__Testo selezionato__
§
Favorito legami e fiducia

Nella ricerca viene rilevato che i giovani con tendenze suicide non riescono il più delle volte ad esternare il loro disagio emotivo e sono restii anche a chiedere aiuto. Includere gli animali nel trattamento ha portato una maggiore adesione alla tipologia di cura, creato un clima di fiducia e favorito i legami. I cani che hanno partecipato al progetto sono stati scelti da un team di veterinari e preparati al loro compito. Al tempo stesso sono state prese tutte le misure necessarie per la loro salvaguardia.

Il ruolo principale che hanno avuto è stato quello di incoraggiare la socializzazione e fornire rassicurazioni: quando un partecipante ha condiviso emozioni difficili da esprimere, associate a una situazione di crisi di suicidio, l’animale ha agito come un mediatore multisensoriale, trasmettendo al tempo stesso un senso di calma e facendo sentire il contatto fisico, aiutando così la regolazione emotiva. I cani sono stati fondamentali anche come elementi di distrazione nel corso delle crisi piu forti, e questo ha permesso ai giovani di imparare a conoscere i segni premonitori del suicidio e mettere in atto strategie per difendersi.

Un altro studio recente, portato avanti in Canada, ha dimostrato quanto siano di aiuto i cani anche nelle visite per chi si trova al pronto soccorso. La loro presenza contribuisce a far diminuire l’ansia e la depressione. Secondo la dottoressa Mugnai, i progressi che si possono ottenere sono molti: “riguardano l’allentamento del dolore mentale ed emotivo sia dei soggetti più fragili, che nei soggetti con malattie croniche come la fibrosi cistica, il diabete e altre patologie importanti”. Rapportarsi con un animale stimola l’empatia: “porta al controllo della propria aggressività e dei propri pensieri ruminanti e ripetitivi, attiva una dimensione non solo emotiva, ma anche cognitiva e psicomotoria. Gli effetti positivi poi vertono sull’area della socializzazione, cognitiva, emotiva e anche nella riabilitazione motoria: l’animale funge da importante motivatore al recupero psicofisico”.
§
__Dati forniti__

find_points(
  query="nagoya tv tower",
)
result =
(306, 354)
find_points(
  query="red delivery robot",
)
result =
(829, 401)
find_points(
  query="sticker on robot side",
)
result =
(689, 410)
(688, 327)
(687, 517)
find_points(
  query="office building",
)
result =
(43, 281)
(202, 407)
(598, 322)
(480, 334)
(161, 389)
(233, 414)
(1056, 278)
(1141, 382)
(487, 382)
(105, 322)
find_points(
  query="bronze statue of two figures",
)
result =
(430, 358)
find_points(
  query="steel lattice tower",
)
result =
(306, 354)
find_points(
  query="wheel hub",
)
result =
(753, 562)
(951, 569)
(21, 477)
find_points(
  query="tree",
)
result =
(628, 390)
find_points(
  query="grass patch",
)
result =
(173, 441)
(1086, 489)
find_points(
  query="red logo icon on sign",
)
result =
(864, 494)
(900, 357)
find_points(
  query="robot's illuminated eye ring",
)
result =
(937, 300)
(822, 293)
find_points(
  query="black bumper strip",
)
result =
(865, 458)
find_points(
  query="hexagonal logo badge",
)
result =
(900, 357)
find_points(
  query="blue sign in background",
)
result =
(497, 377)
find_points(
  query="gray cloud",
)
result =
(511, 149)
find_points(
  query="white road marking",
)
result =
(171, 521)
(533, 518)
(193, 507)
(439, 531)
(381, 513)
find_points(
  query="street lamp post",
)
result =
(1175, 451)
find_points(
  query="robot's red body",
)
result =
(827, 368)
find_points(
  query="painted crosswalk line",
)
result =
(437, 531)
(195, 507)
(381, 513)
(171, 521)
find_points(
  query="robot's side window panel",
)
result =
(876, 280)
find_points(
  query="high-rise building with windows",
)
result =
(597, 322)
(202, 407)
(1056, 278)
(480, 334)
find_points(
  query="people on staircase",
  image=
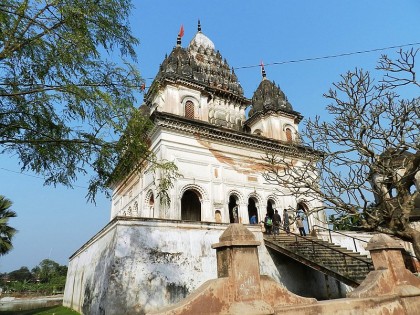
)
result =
(276, 222)
(268, 224)
(300, 226)
(286, 222)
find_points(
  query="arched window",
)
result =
(252, 208)
(136, 208)
(189, 109)
(270, 207)
(288, 135)
(191, 206)
(233, 209)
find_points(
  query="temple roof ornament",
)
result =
(200, 63)
(269, 97)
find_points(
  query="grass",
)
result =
(54, 310)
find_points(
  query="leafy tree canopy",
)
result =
(64, 102)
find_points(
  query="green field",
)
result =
(56, 310)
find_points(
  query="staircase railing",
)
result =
(413, 266)
(313, 248)
(349, 236)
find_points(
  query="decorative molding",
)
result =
(204, 196)
(215, 133)
(236, 193)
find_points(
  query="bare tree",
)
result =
(364, 163)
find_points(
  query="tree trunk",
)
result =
(416, 243)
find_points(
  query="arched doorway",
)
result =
(233, 209)
(191, 206)
(252, 208)
(270, 207)
(302, 211)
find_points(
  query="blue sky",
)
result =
(54, 222)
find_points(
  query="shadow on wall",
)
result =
(305, 281)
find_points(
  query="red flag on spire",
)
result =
(181, 31)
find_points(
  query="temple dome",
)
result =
(201, 40)
(200, 63)
(269, 97)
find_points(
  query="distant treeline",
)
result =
(47, 278)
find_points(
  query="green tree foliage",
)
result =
(6, 231)
(46, 278)
(20, 274)
(64, 102)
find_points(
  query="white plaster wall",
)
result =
(217, 170)
(139, 265)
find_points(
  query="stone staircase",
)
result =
(346, 266)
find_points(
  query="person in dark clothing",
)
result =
(300, 226)
(286, 222)
(276, 222)
(268, 224)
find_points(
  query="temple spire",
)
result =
(180, 34)
(263, 70)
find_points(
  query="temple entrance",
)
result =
(233, 209)
(252, 209)
(302, 211)
(191, 206)
(270, 207)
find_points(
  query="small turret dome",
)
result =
(267, 97)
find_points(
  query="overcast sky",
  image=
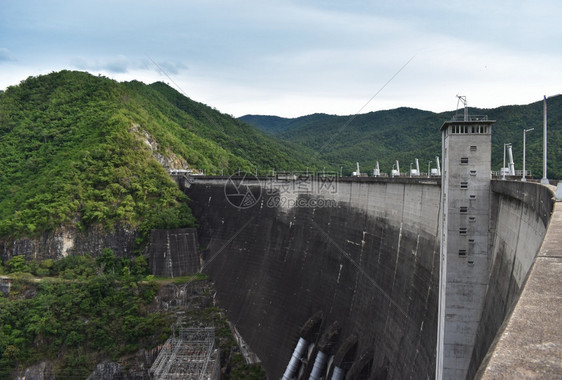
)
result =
(292, 58)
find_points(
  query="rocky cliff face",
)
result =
(67, 241)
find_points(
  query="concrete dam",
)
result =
(340, 279)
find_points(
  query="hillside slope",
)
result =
(80, 150)
(405, 134)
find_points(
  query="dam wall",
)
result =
(363, 255)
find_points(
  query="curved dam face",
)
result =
(357, 265)
(362, 256)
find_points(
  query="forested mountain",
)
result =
(81, 150)
(405, 134)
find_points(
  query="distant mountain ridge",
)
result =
(404, 134)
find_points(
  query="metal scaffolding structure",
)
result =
(189, 354)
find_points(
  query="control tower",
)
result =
(464, 221)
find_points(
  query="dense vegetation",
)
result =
(74, 150)
(405, 134)
(79, 311)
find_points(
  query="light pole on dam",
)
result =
(464, 219)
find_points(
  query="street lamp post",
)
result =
(523, 179)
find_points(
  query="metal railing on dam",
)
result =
(370, 262)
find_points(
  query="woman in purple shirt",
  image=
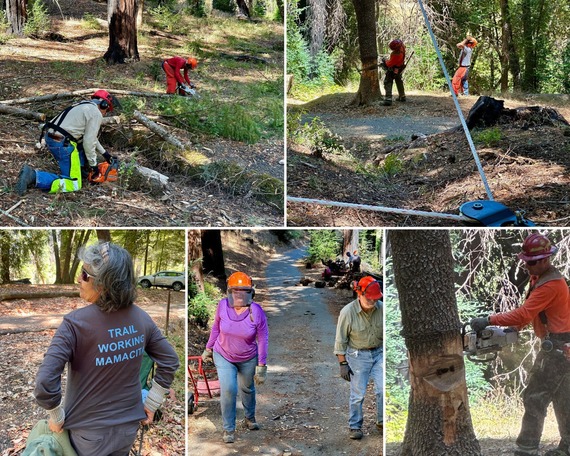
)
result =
(238, 347)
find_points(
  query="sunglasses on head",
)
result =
(85, 275)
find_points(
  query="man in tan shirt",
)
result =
(359, 348)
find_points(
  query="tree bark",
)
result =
(213, 256)
(17, 14)
(195, 257)
(439, 422)
(122, 15)
(369, 88)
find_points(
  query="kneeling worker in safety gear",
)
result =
(547, 307)
(460, 81)
(71, 137)
(394, 67)
(172, 67)
(359, 348)
(238, 347)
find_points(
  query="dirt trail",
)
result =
(303, 407)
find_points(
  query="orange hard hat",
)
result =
(240, 280)
(368, 287)
(395, 44)
(536, 247)
(192, 62)
(107, 102)
(471, 42)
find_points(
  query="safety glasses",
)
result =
(85, 275)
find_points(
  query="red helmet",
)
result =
(369, 287)
(395, 44)
(106, 96)
(535, 247)
(192, 62)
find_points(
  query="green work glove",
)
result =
(479, 324)
(260, 375)
(208, 356)
(345, 371)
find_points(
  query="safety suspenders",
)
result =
(55, 123)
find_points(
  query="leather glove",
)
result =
(260, 375)
(109, 158)
(208, 356)
(479, 324)
(345, 371)
(95, 172)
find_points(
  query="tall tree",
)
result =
(122, 17)
(195, 257)
(212, 254)
(16, 13)
(439, 421)
(369, 88)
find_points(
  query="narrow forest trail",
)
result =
(303, 407)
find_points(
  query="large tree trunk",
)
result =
(122, 15)
(439, 421)
(212, 254)
(195, 257)
(369, 89)
(16, 13)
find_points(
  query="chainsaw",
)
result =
(483, 346)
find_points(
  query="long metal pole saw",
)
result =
(461, 118)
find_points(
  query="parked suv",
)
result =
(166, 279)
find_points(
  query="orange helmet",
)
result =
(368, 287)
(536, 247)
(240, 290)
(107, 99)
(192, 62)
(395, 44)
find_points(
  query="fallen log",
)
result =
(26, 114)
(155, 128)
(40, 295)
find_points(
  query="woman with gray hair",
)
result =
(103, 345)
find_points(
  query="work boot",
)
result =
(251, 424)
(26, 178)
(356, 434)
(229, 437)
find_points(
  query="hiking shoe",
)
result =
(26, 178)
(229, 437)
(356, 434)
(251, 424)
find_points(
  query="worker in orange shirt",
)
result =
(394, 67)
(547, 307)
(172, 67)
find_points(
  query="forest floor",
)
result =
(70, 58)
(26, 329)
(527, 163)
(303, 406)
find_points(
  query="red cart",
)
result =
(204, 381)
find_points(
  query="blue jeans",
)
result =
(365, 365)
(62, 155)
(234, 376)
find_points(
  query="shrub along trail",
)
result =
(303, 406)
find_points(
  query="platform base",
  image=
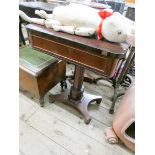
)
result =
(80, 105)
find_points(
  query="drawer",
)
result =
(98, 63)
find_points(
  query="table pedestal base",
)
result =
(80, 105)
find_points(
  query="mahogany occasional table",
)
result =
(85, 53)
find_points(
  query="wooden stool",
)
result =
(39, 72)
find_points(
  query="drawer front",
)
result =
(100, 64)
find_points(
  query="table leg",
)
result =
(75, 96)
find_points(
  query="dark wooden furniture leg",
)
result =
(123, 74)
(21, 37)
(75, 96)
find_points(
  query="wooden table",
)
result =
(85, 53)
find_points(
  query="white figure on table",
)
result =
(82, 20)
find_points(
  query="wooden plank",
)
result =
(26, 107)
(68, 137)
(33, 142)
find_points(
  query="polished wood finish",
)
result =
(98, 56)
(40, 82)
(85, 53)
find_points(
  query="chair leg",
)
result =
(63, 85)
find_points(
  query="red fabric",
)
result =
(103, 14)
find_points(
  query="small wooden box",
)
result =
(39, 72)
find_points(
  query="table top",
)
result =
(91, 45)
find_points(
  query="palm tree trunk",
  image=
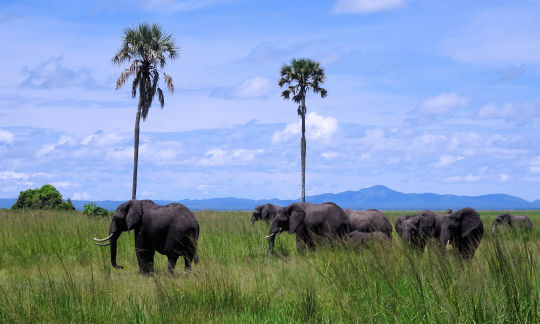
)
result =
(136, 148)
(303, 150)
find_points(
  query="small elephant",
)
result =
(462, 229)
(361, 238)
(265, 212)
(517, 221)
(369, 221)
(171, 230)
(417, 229)
(312, 223)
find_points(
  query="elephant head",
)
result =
(463, 229)
(415, 230)
(126, 217)
(287, 219)
(263, 212)
(504, 219)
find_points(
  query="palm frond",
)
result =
(169, 82)
(161, 97)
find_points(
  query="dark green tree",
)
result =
(46, 197)
(147, 49)
(300, 77)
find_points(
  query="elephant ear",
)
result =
(297, 217)
(265, 212)
(507, 218)
(467, 219)
(426, 224)
(134, 214)
(397, 226)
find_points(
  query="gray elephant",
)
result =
(369, 221)
(513, 221)
(462, 229)
(171, 230)
(312, 223)
(359, 238)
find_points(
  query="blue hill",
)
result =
(379, 197)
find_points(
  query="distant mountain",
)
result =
(379, 197)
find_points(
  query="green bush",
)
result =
(46, 197)
(91, 209)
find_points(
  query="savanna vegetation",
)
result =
(50, 271)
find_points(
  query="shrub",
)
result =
(91, 209)
(46, 197)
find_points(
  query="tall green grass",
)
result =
(51, 271)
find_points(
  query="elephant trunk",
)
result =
(113, 244)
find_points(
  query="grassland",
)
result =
(51, 272)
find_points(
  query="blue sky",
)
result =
(423, 96)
§
__Consegna__
Prosegui il testo sui cani nel trattamento dei giovani con tendenze suicide, riprendendo subito dopo la sua ultima frase.

__Risultato__
Dall’animale all’uomo

I pazienti instaurano una relazione con il cane, ma come fa questa fiducia a passare dall’amico a quattro zampe al riferimento umano? “Attraverso la relazione che l’animale è capace di strutturare anche grazie all’attaccamento sicuro e coregolato con la persona che ha vicino”, spiega Francesca Mugnai. “Fondamentale in tal senso è l’équipe che lavora col cane e l’operatore con cui crea un percorso di vita, di lavoro, di cura e fiducia, una base sicura che funge da modello relazionale per chi usufruisce dell’intervento: tutti gli interventi assistiti vanno infatti realizzati in maniera strutturata e condivisa tra le varie discipline che vi afferiscono in una progettualità di umanizzazione delle cure”. Quindi un gruppo di persone che non segue solo l’aspetto patologico della malattia ma anche quello personale del paziente, lasciando all’animale la creazione di una relazione di fiducia semplice ma che porta risposte complesse e durevoli.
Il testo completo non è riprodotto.